#### [Your task]
Starting at the first line of the data and ending at the line with "negative clicks: (131, 79)", copy each line exactly. Include both of those lines, but no pictures.

#### [Supplied information]

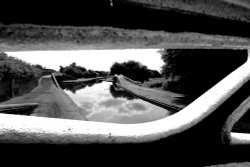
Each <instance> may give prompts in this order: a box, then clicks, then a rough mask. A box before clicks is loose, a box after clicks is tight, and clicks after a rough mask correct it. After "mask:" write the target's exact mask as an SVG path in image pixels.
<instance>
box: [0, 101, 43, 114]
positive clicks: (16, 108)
mask: <svg viewBox="0 0 250 167" xmlns="http://www.w3.org/2000/svg"><path fill="white" fill-rule="evenodd" d="M37 106H38V103H22V104H2V105H0V113H10V112H11V113H13V112H15V111H20V110H27V109H34V108H36V107H37Z"/></svg>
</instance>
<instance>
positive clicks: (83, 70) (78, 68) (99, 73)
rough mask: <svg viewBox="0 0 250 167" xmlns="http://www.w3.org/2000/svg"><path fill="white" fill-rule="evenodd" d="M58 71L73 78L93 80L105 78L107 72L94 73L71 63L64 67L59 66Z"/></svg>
mask: <svg viewBox="0 0 250 167" xmlns="http://www.w3.org/2000/svg"><path fill="white" fill-rule="evenodd" d="M59 71H60V72H61V73H64V74H66V75H68V76H71V77H74V78H95V77H105V76H107V75H108V72H106V71H94V70H91V69H89V70H87V69H86V68H84V67H81V66H78V65H76V63H71V64H70V65H68V66H65V67H63V66H60V69H59Z"/></svg>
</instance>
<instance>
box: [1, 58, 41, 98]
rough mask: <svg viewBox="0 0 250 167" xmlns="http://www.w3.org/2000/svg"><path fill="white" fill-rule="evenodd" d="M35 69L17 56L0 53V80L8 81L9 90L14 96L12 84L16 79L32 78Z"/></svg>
mask: <svg viewBox="0 0 250 167" xmlns="http://www.w3.org/2000/svg"><path fill="white" fill-rule="evenodd" d="M36 74H37V71H36V70H35V69H34V67H33V66H32V65H30V64H28V63H26V62H24V61H21V60H19V59H17V58H14V57H11V56H8V55H7V54H6V53H1V54H0V80H3V79H4V80H9V81H10V90H11V94H12V97H14V84H15V80H16V79H31V78H34V77H35V76H36Z"/></svg>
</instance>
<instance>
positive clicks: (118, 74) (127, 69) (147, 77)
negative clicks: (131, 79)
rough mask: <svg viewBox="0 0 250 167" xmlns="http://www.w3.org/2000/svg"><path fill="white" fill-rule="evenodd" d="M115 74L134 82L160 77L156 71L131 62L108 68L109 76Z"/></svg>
mask: <svg viewBox="0 0 250 167" xmlns="http://www.w3.org/2000/svg"><path fill="white" fill-rule="evenodd" d="M115 74H118V75H119V74H122V75H124V76H126V77H128V78H131V79H132V80H135V81H145V80H148V79H149V78H156V77H160V76H161V75H160V73H159V72H158V71H156V70H150V69H148V68H147V66H145V65H142V64H141V63H140V62H136V61H133V60H130V61H128V62H123V63H117V62H115V63H114V64H113V65H112V66H111V68H110V75H115Z"/></svg>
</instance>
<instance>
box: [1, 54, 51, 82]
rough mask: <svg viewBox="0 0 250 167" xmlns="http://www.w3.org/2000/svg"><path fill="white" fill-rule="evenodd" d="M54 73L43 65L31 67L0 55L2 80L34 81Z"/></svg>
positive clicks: (16, 58)
mask: <svg viewBox="0 0 250 167" xmlns="http://www.w3.org/2000/svg"><path fill="white" fill-rule="evenodd" d="M52 72H54V70H51V69H46V68H44V67H42V66H41V65H38V64H37V65H31V64H29V63H26V62H24V61H22V60H19V59H17V58H15V57H12V56H8V55H7V54H6V53H0V80H3V79H32V78H39V77H41V76H43V75H47V74H50V73H52Z"/></svg>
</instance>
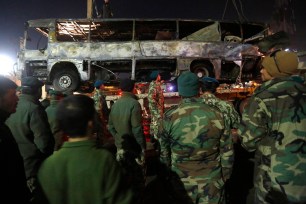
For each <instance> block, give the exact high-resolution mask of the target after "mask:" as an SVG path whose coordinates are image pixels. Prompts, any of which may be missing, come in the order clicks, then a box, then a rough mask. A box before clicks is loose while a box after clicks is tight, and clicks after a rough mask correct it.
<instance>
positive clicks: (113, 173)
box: [38, 140, 132, 204]
mask: <svg viewBox="0 0 306 204" xmlns="http://www.w3.org/2000/svg"><path fill="white" fill-rule="evenodd" d="M122 179H123V178H122V175H121V170H120V167H119V165H118V163H117V162H116V160H115V158H114V156H113V155H112V154H111V153H110V152H108V151H107V150H104V149H98V148H96V142H95V141H94V140H85V141H79V142H65V143H64V144H63V146H62V148H61V149H59V150H58V151H56V152H54V154H53V155H51V156H50V157H49V158H47V159H46V160H45V161H44V162H43V164H42V165H41V167H40V169H39V172H38V182H39V184H40V186H41V187H42V190H43V192H44V195H45V196H46V197H47V199H48V201H49V203H50V204H129V203H131V198H132V197H131V196H132V194H131V192H130V191H129V190H128V189H127V186H125V184H124V183H122V181H123V180H122ZM41 196H43V195H41Z"/></svg>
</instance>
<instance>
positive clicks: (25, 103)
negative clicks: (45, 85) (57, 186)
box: [6, 94, 54, 179]
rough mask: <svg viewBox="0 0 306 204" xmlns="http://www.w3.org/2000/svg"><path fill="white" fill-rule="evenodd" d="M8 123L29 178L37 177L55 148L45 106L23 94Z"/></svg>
mask: <svg viewBox="0 0 306 204" xmlns="http://www.w3.org/2000/svg"><path fill="white" fill-rule="evenodd" d="M6 123H7V125H8V126H9V127H10V129H11V130H12V133H13V136H14V138H15V140H16V142H17V144H18V146H19V149H20V152H21V155H22V157H23V161H24V167H25V171H26V177H27V179H28V178H31V177H35V176H36V174H37V171H38V168H39V166H40V164H41V162H42V161H43V160H44V159H45V158H47V157H48V156H50V155H51V154H52V153H53V149H54V138H53V135H52V133H51V129H50V126H49V123H48V118H47V114H46V112H45V110H44V108H43V107H42V106H41V104H40V102H39V101H38V100H37V99H35V97H34V96H31V95H28V94H21V95H20V97H19V102H18V106H17V109H16V112H15V113H14V114H12V115H11V116H10V117H9V118H8V120H7V121H6Z"/></svg>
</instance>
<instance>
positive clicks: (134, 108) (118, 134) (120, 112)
mask: <svg viewBox="0 0 306 204" xmlns="http://www.w3.org/2000/svg"><path fill="white" fill-rule="evenodd" d="M108 130H109V131H110V133H111V134H112V135H113V137H114V138H115V145H116V147H117V149H122V136H123V135H124V134H128V135H133V136H134V137H135V138H136V141H137V143H138V144H139V145H140V146H141V148H142V150H145V149H146V140H145V137H144V134H143V129H142V110H141V106H140V103H139V102H138V100H137V98H136V96H135V95H134V94H133V93H130V92H123V93H122V96H121V97H120V98H119V99H118V100H117V101H116V103H114V105H113V107H112V109H111V112H110V115H109V121H108Z"/></svg>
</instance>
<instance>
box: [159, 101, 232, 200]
mask: <svg viewBox="0 0 306 204" xmlns="http://www.w3.org/2000/svg"><path fill="white" fill-rule="evenodd" d="M224 128H225V127H224V121H223V116H222V114H221V113H220V112H219V111H218V110H217V109H215V108H213V107H209V106H208V105H206V104H204V103H203V102H202V99H200V98H185V99H182V102H181V103H180V104H179V105H178V106H175V107H172V108H171V109H169V110H168V111H166V112H165V114H164V118H163V120H162V125H161V127H160V130H159V131H160V135H161V138H160V143H161V158H160V159H161V162H163V163H165V164H166V165H167V166H168V167H169V168H171V169H172V170H173V171H174V172H175V173H176V174H177V175H178V176H179V178H180V180H181V181H182V182H183V184H184V188H185V190H186V191H187V193H188V195H189V197H191V198H192V201H193V203H221V202H222V200H223V186H224V182H225V180H226V178H227V177H228V173H227V172H230V171H231V168H232V164H233V149H232V142H231V138H230V137H229V136H228V135H224V134H223V131H224ZM175 187H177V188H179V185H177V186H174V188H175ZM177 190H180V191H182V189H177Z"/></svg>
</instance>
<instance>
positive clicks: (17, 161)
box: [0, 110, 30, 204]
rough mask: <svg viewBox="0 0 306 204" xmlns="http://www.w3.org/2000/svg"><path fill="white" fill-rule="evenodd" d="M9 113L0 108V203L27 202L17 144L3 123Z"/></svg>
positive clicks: (20, 162)
mask: <svg viewBox="0 0 306 204" xmlns="http://www.w3.org/2000/svg"><path fill="white" fill-rule="evenodd" d="M8 116H9V115H8V114H7V113H6V112H4V111H2V110H0V184H1V191H0V203H20V204H26V203H29V198H30V197H29V196H30V192H29V190H28V187H27V184H26V177H25V171H24V166H23V160H22V157H21V154H20V151H19V149H18V145H17V143H16V141H15V139H14V137H13V135H12V133H11V131H10V129H9V128H8V127H7V126H6V125H5V124H4V122H5V120H6V119H7V117H8Z"/></svg>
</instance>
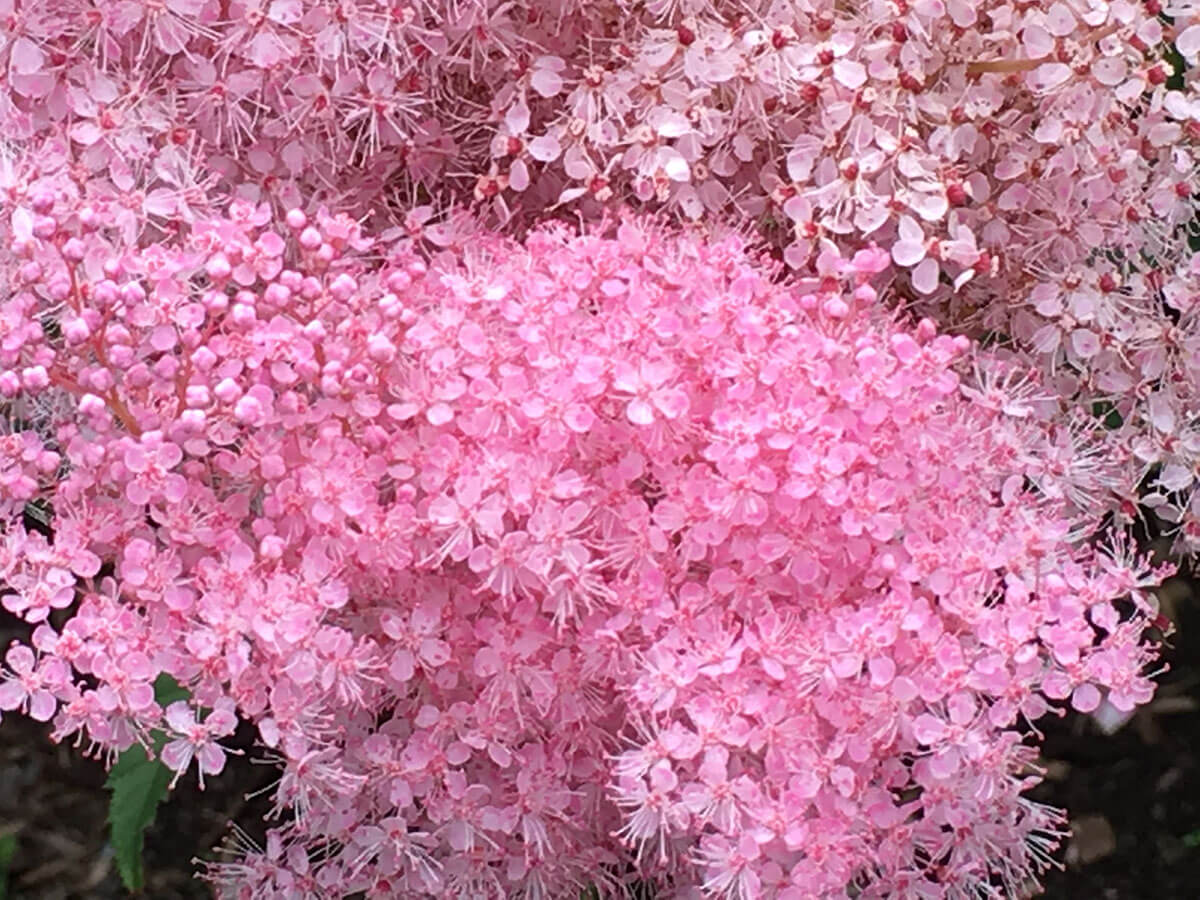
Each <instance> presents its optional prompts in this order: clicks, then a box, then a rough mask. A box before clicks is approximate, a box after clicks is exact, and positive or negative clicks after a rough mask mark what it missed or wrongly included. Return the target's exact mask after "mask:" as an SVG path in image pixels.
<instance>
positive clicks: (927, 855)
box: [0, 4, 1160, 898]
mask: <svg viewBox="0 0 1200 900" xmlns="http://www.w3.org/2000/svg"><path fill="white" fill-rule="evenodd" d="M276 6H278V5H277V4H276ZM154 8H155V10H158V13H157V14H158V17H160V18H158V19H157V25H156V28H166V29H167V31H166V34H167V37H163V38H161V40H167V41H169V40H172V38H170V35H172V31H170V29H169V26H168V25H169V23H170V22H172V20H170V18H169V14H168V13H167V12H163V11H162V10H160V7H154ZM164 8H167V7H163V10H164ZM272 8H274V7H272ZM18 212H19V216H18V218H19V220H22V221H24V220H28V221H29V222H31V227H30V229H29V230H28V233H23V234H19V235H14V236H13V238H12V240H13V244H12V253H13V256H14V258H16V262H14V264H13V268H12V270H13V271H14V272H16V274H17V276H18V278H16V280H14V281H13V282H12V287H11V288H10V289H8V292H7V294H6V295H5V298H4V306H2V316H4V322H5V323H6V328H5V331H4V336H2V338H4V340H2V342H0V389H2V391H4V396H5V410H6V414H7V424H6V428H7V432H8V433H10V437H7V438H5V439H4V440H5V442H6V443H5V444H4V446H6V448H10V446H11V451H6V456H5V466H6V468H5V469H4V470H5V472H10V470H11V472H13V473H14V474H12V475H6V476H5V479H4V480H2V481H0V491H2V492H4V493H2V498H4V503H5V505H4V506H2V511H4V515H5V518H4V544H2V546H0V581H2V583H4V586H5V598H4V605H5V607H6V608H7V610H10V611H12V612H14V613H17V614H19V616H22V617H23V618H25V619H26V620H28V622H29V623H31V624H32V625H34V626H35V628H34V632H32V638H31V643H30V646H29V647H24V646H17V647H14V648H13V649H11V650H10V652H8V654H7V656H6V667H5V668H4V673H5V683H4V685H2V686H0V708H4V709H16V708H20V709H28V710H29V712H30V714H32V715H35V716H36V718H40V719H53V722H54V728H55V736H56V737H58V738H60V739H67V738H74V739H76V740H82V742H86V743H88V744H89V745H92V746H96V748H97V749H101V750H103V751H107V752H112V751H115V750H120V749H122V748H126V746H130V745H132V744H133V743H136V742H146V740H148V737H149V734H150V733H151V731H154V730H160V731H162V732H164V733H166V734H167V739H168V743H167V745H166V746H164V749H163V751H162V760H163V762H164V763H167V764H168V766H170V767H172V768H173V769H175V772H176V774H181V773H187V772H190V769H191V767H192V766H193V764H194V766H196V767H197V773H198V775H199V776H200V778H202V779H204V778H214V776H217V775H218V774H220V772H221V770H222V768H223V766H224V758H226V749H224V746H223V744H222V740H223V739H224V738H226V737H227V736H228V734H229V733H230V732H232V731H233V728H234V725H235V721H236V720H238V719H241V720H244V721H246V722H250V724H252V725H253V726H254V728H256V730H257V737H258V742H259V744H260V752H263V754H265V755H266V756H268V757H269V758H270V760H272V761H274V762H275V763H276V764H277V766H278V768H280V779H278V781H277V782H276V784H275V785H274V799H275V804H276V808H277V812H278V814H280V816H281V818H280V822H278V823H277V824H276V826H275V827H274V828H272V829H271V830H270V833H269V838H268V841H266V844H265V846H264V847H257V846H248V845H247V846H246V847H245V852H244V854H242V856H241V857H240V858H239V859H238V860H236V862H233V863H228V864H222V865H214V866H211V868H210V870H209V872H208V874H209V877H211V878H212V880H214V882H215V883H216V884H217V886H218V887H220V889H221V890H223V892H226V893H227V894H228V895H229V896H239V898H292V896H295V898H300V896H304V898H318V896H331V898H335V896H343V895H348V894H353V893H355V892H367V894H368V895H371V896H379V898H388V896H448V898H463V896H472V898H490V896H491V898H515V896H529V898H541V896H577V895H578V892H580V889H581V888H582V887H583V886H587V884H595V883H599V884H601V886H604V884H605V883H606V882H607V881H616V880H618V878H622V877H624V874H625V872H629V871H632V872H636V874H637V875H638V876H640V877H643V878H648V880H653V881H656V882H658V883H660V884H661V886H664V887H665V888H672V889H674V890H677V892H678V893H679V894H680V895H688V893H689V892H690V893H691V894H701V895H706V896H718V898H751V896H776V898H814V896H822V898H826V896H828V898H838V896H847V895H851V894H853V895H856V896H868V898H869V896H878V898H884V896H901V895H902V896H929V898H967V896H978V895H979V894H980V893H982V892H984V890H990V892H991V893H1001V894H1009V895H1018V894H1020V893H1021V892H1022V890H1024V889H1025V887H1026V884H1027V883H1028V881H1030V878H1032V877H1036V875H1037V872H1038V871H1040V870H1042V869H1043V868H1044V865H1045V864H1046V863H1048V860H1049V856H1048V853H1049V851H1050V850H1051V848H1052V847H1054V846H1055V845H1056V842H1057V840H1058V838H1060V836H1061V834H1062V829H1061V817H1060V815H1058V814H1057V812H1056V811H1055V810H1049V809H1045V808H1042V806H1039V805H1038V804H1034V803H1032V802H1030V800H1028V799H1027V798H1025V797H1024V796H1022V794H1024V791H1025V790H1026V788H1027V787H1028V786H1030V785H1031V784H1033V782H1034V781H1036V770H1034V769H1033V768H1032V767H1031V764H1032V762H1033V757H1034V752H1036V742H1034V740H1033V737H1036V731H1031V728H1030V727H1028V726H1030V724H1031V722H1033V721H1036V720H1037V719H1038V718H1040V716H1042V715H1044V714H1045V713H1048V712H1049V710H1061V709H1066V708H1068V707H1074V708H1075V709H1080V710H1085V712H1088V710H1094V709H1097V708H1099V707H1100V706H1102V704H1106V706H1108V707H1109V708H1112V709H1116V710H1129V709H1132V708H1133V707H1134V706H1135V704H1138V703H1140V702H1144V701H1145V700H1147V698H1148V696H1150V694H1151V689H1152V688H1151V683H1150V680H1148V678H1147V672H1146V667H1147V662H1148V661H1150V660H1151V656H1152V650H1153V648H1152V647H1151V646H1148V644H1147V643H1146V642H1145V640H1144V630H1145V624H1146V617H1147V613H1148V612H1150V606H1148V602H1147V599H1146V598H1145V596H1144V594H1142V588H1145V587H1146V586H1147V584H1150V583H1152V582H1153V581H1154V578H1156V577H1157V576H1159V575H1160V572H1154V571H1148V570H1146V569H1145V566H1142V565H1141V564H1140V562H1139V560H1138V559H1136V558H1135V557H1134V556H1133V554H1130V553H1129V552H1128V551H1127V550H1126V548H1124V547H1123V546H1121V545H1114V546H1111V547H1110V548H1109V550H1108V551H1100V550H1097V548H1088V547H1084V546H1082V545H1081V542H1080V540H1079V536H1080V535H1079V533H1078V530H1076V524H1078V520H1076V515H1075V508H1074V505H1073V504H1072V503H1070V502H1069V498H1068V493H1069V490H1070V485H1072V484H1074V479H1073V476H1070V472H1072V469H1073V467H1074V466H1076V461H1075V457H1074V456H1073V451H1074V445H1073V444H1070V443H1069V442H1068V443H1066V444H1063V443H1062V442H1061V440H1060V438H1058V437H1057V436H1056V434H1055V433H1054V432H1052V430H1049V428H1046V427H1045V426H1044V425H1043V424H1042V422H1040V421H1039V420H1038V418H1037V416H1032V415H1028V414H1027V413H1026V410H1025V409H1024V408H1021V407H1020V404H1019V402H1018V401H1016V400H1013V397H1014V396H1018V395H1019V394H1020V391H1016V390H1008V389H1006V388H1004V385H1001V386H996V385H995V384H991V383H988V382H986V380H985V379H984V380H982V382H980V383H979V384H973V383H972V384H964V383H962V380H961V377H960V374H959V368H960V367H961V364H962V362H964V360H965V359H966V358H967V356H968V354H970V353H971V342H970V341H967V340H966V338H964V337H952V336H948V335H944V334H938V331H937V329H936V326H935V325H934V323H932V322H930V320H923V322H920V323H919V324H918V325H916V326H912V328H908V326H905V325H902V324H901V323H900V322H899V320H898V319H896V318H895V317H894V316H893V314H890V313H889V312H887V311H886V308H884V307H883V306H882V305H881V304H880V302H878V295H877V290H876V283H877V281H878V277H880V275H881V274H882V272H884V270H886V269H887V268H888V265H889V254H888V252H887V251H886V250H881V248H878V247H871V246H868V247H864V248H862V250H859V251H858V252H856V253H854V254H841V253H840V252H839V251H838V248H836V246H835V245H834V244H832V242H826V244H824V245H822V250H821V253H820V256H818V258H817V259H816V260H815V264H814V270H812V275H811V277H808V278H804V280H796V278H788V277H785V276H786V272H785V271H784V270H782V269H780V268H779V266H778V264H775V263H773V262H770V260H769V258H767V257H764V256H760V254H758V253H756V252H754V251H752V250H751V248H750V247H748V245H746V241H745V240H744V239H743V238H739V236H737V235H734V234H728V235H720V234H716V235H707V236H706V235H701V234H698V233H677V232H672V230H670V229H666V228H664V227H661V226H659V224H654V223H649V222H647V221H644V220H641V218H636V217H629V216H623V217H619V218H613V220H607V221H605V222H604V223H602V224H600V226H596V227H595V228H592V229H588V230H584V232H582V233H580V232H577V230H574V229H568V228H565V227H562V226H545V227H541V228H538V229H534V230H533V232H532V233H530V234H529V235H528V236H527V238H526V239H524V240H523V241H522V242H516V241H514V240H511V239H508V238H504V236H500V235H496V234H492V233H488V232H486V230H476V232H474V233H473V234H472V236H470V240H469V241H467V242H466V245H464V247H463V248H462V250H461V251H456V252H450V251H444V252H439V253H433V254H431V253H428V252H425V251H422V248H421V245H419V244H415V242H414V241H413V240H412V238H409V236H408V235H407V234H406V233H404V232H402V230H398V232H395V233H380V234H376V233H372V232H371V230H370V229H367V228H364V227H362V226H360V224H359V223H358V222H355V221H354V220H352V218H349V217H348V216H346V215H337V214H332V212H329V211H326V210H324V209H320V210H316V211H312V212H304V211H300V210H299V209H294V210H290V211H288V212H287V214H283V215H278V214H275V212H272V210H271V209H270V206H268V205H266V204H262V205H258V204H254V203H250V202H246V200H239V202H235V203H234V204H233V205H232V206H230V208H229V209H227V210H224V211H221V212H220V214H215V212H214V214H210V215H205V216H203V217H199V218H197V220H196V221H194V222H192V223H190V224H187V226H182V227H180V228H179V229H178V232H176V233H174V234H169V235H158V236H154V235H151V236H144V238H142V239H140V240H138V241H128V240H127V235H126V232H125V229H124V227H122V224H121V223H120V222H116V221H110V220H101V221H96V218H95V215H94V211H92V209H91V208H90V206H89V204H88V200H86V198H84V197H79V196H72V194H71V193H70V192H67V191H62V192H58V193H52V194H49V196H48V197H47V196H42V194H41V193H37V192H36V191H34V193H32V196H31V199H30V200H29V203H28V205H26V204H24V203H20V205H18ZM1020 378H1021V373H1020V372H1019V371H1018V372H1015V373H1014V376H1013V379H1014V380H1015V382H1019V380H1020ZM1006 384H1007V383H1006ZM997 397H1000V398H1001V400H1003V398H1006V397H1007V401H1004V402H1001V401H1000V400H997ZM1051 458H1055V460H1058V461H1060V462H1061V464H1060V466H1057V467H1054V466H1049V464H1046V460H1051ZM52 463H53V464H52ZM36 510H41V511H42V512H43V514H44V515H46V516H47V517H48V518H49V526H48V527H46V526H40V523H38V522H37V521H35V511H36ZM64 610H65V611H66V612H62V611H64ZM164 673H166V674H169V676H172V677H173V678H174V679H175V680H176V682H179V683H180V684H181V685H184V686H185V688H186V689H187V690H188V692H190V697H191V698H190V701H186V702H175V703H173V704H170V706H168V707H167V708H166V709H162V708H161V707H160V706H158V704H157V703H156V702H155V696H154V691H152V686H151V685H152V684H154V682H155V680H156V678H158V677H160V676H161V674H164Z"/></svg>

#### [Task answer]
Each <instance> may give prompts in this order: a box, then clicks, then a rough mask. A box before clicks is loose, a box after clicks is tight, and clicks after a rough mask correct it. After "mask:" write the target's exact mask as an SVG path in image pixels.
<instance>
box: [0, 101, 43, 114]
positive clicks: (16, 108)
mask: <svg viewBox="0 0 250 167" xmlns="http://www.w3.org/2000/svg"><path fill="white" fill-rule="evenodd" d="M37 106H38V103H22V104H2V105H0V113H10V112H11V113H13V112H15V111H20V110H27V109H34V108H36V107H37Z"/></svg>
</instance>
<instance>
positive clicks: (83, 70) (78, 68) (99, 73)
rough mask: <svg viewBox="0 0 250 167" xmlns="http://www.w3.org/2000/svg"><path fill="white" fill-rule="evenodd" d="M58 71L73 78L93 80L105 78L107 72L94 73L71 63L64 67L59 66Z"/></svg>
mask: <svg viewBox="0 0 250 167" xmlns="http://www.w3.org/2000/svg"><path fill="white" fill-rule="evenodd" d="M59 71H60V72H61V73H64V74H66V75H68V76H71V77H74V78H95V77H105V76H107V75H108V72H106V71H94V70H91V69H89V70H87V69H86V68H84V67H81V66H78V65H76V63H71V64H70V65H68V66H65V67H63V66H60V69H59Z"/></svg>
</instance>
<instance>
box: [1, 58, 41, 98]
rough mask: <svg viewBox="0 0 250 167" xmlns="http://www.w3.org/2000/svg"><path fill="white" fill-rule="evenodd" d="M35 69L17 56L0 53V80L8 81L9 90L14 96L12 84L16 79L32 78Z"/></svg>
mask: <svg viewBox="0 0 250 167" xmlns="http://www.w3.org/2000/svg"><path fill="white" fill-rule="evenodd" d="M36 74H37V71H36V70H35V69H34V67H33V66H32V65H30V64H28V63H26V62H24V61H21V60H19V59H17V58H14V57H11V56H8V55H7V54H6V53H1V54H0V80H3V79H4V80H9V81H10V90H11V94H12V97H14V84H15V80H16V79H31V78H34V77H35V76H36Z"/></svg>
</instance>
<instance>
positive clicks: (118, 74) (127, 69) (147, 77)
negative clicks: (131, 79)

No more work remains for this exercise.